### Brano di testo:
■ ■ ■ ■ ■
Appare dunque nella rivisitazione dei personaggi eletti, una litania di profili incerti che tornano vivere e a popolare i luoghi di questa stagione arida di percorsi alternativi. Sia che si tratti di attraversare la geografia dei conflitti, come per la Palestina occupata e costretta nella sua ostinata e inascoltata resistenza o di attendere l’arrivo di cicogne che potrebbero non tornare più nella croata Cigoc, dove pure la guerra intestina nazionalista è passata e ha «vinto», cancellando anche le tracce del naturale internazionalismo degli uccelli.

DA DOVE FUGGE L’AUTORE? Dalla manipolazione del presente che s’accompagna alla cancellazione del passato, a cominciare da quello più prossimo – ricorda il «padre» Fortini -, e dalla scrittura considerata come stanza chiusa delle meraviglie, che viene preservata privatamente come acquisita ed esclusiva bellezza e godimento. Noi però, non parliamo né scriviamo «come le macchine». Questa spia di coscienza introduce alla seconda parte di Fughe, al Discanto, che intreccia gli avvenimenti con i testi classici dati, distillando analisi e ricordi, aprendo al lascito di consapevolezza, perfino di nuova teoria. In un modo che meta-racconta denunciando il «compiacimento letterario». Perché non può esserci nemmeno la forma del compiacimento che per l’autore rischia di essere vissuto come impossibile isola assoluta sulla terra. Il tutto in una costante quanto vicina presenza della natura, avvertita e difesa nei suoi bagliori e profumi prima di essere stravolta.
■ ■ ■ ■ ■
### Dati raccolti:
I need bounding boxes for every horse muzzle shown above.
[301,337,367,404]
■ ■ ■ ■ ■
### Parti dell'esercizio:
1. Riporta il brano su Fughe iniziando da "Appare dunque nella" e proseguendo fino a "internazionalismo degli uccelli.".
2. Prosegui il brano su Fughe a partire dalla sua ultima frase.

### Risposte dell'attività:
1.
Appare dunque nella rivisitazione dei personaggi eletti, una litania di profili incerti che tornano vivere e a popolare i luoghi di questa stagione arida di percorsi alternativi. Sia che si tratti di attraversare la geografia dei conflitti, come per la Palestina occupata e costretta nella sua ostinata e inascoltata resistenza o di attendere l’arrivo di cicogne che potrebbero non tornare più nella croata Cigoc, dove pure la guerra intestina nazionalista è passata e ha «vinto», cancellando anche le tracce del naturale internazionalismo degli uccelli.

2.
Il testo a questo punto si dipana non più attraverso i nomi delle persone conosciute in carne ed ossa, ma in una originale elaborazione di apparati critico-interpretativi su scritture e scrittori, a volte conosciuti anche loro «in carne ed ossa», oppure nell’esercizio, personale e didattico, della lettura. Partendo da sé.

PER CHI DI MESTIERE insegna a scuola, «lasciare di sé» è il compito più gravoso se preso al di fuori delle misure e dei limiti istituzionali. Perché la società nella quale viviamo è ormai «senza pensiero» e l’epoca residua è «senza tempo». In Non ho tempo Velio Abati, con Il Manifesto del 1848 alla mano, scrive: «…è l’inversione dei tempi tra produzione e distribuzione: il capitalista ha dovuto prima pagare i fattori della produzione e poi far produrre. È in quell’originario consumo di un frutto futuro il motore della presentificazione in figura dell’avvenire, inghiottito dalla dilatazione del presente. È da quella genesi permanente la progressione ossessiva che divora oggi ai nostri figli terra, acqua, ossigeno, che alimenta il buio delle nostre vite…».

Così, come nella migliore letteratura che ha colto il passaggio delle epoche del mondo, quel che si rivela nelle Fughe, parola dopo parola, è il rumore del tempo. Così, con l’attrezzo di una scrittura da scavo per materiali terragni di risulta, che assomma lo spazio letterario dentro le opere dei giorni e si trasforma in diario, si rinnova il tentativo di rompere lo «schermo nero» che abbiamo davanti, «da tempo» ridotto alla forzatura, agli «obiettivi storici» del sistema delle merci nel quale a stento sopravviviamo.
Ci resta un compito, suggerisce l’autore, necessario ma disarmato: ascoltare il dolore, anche quello più muto.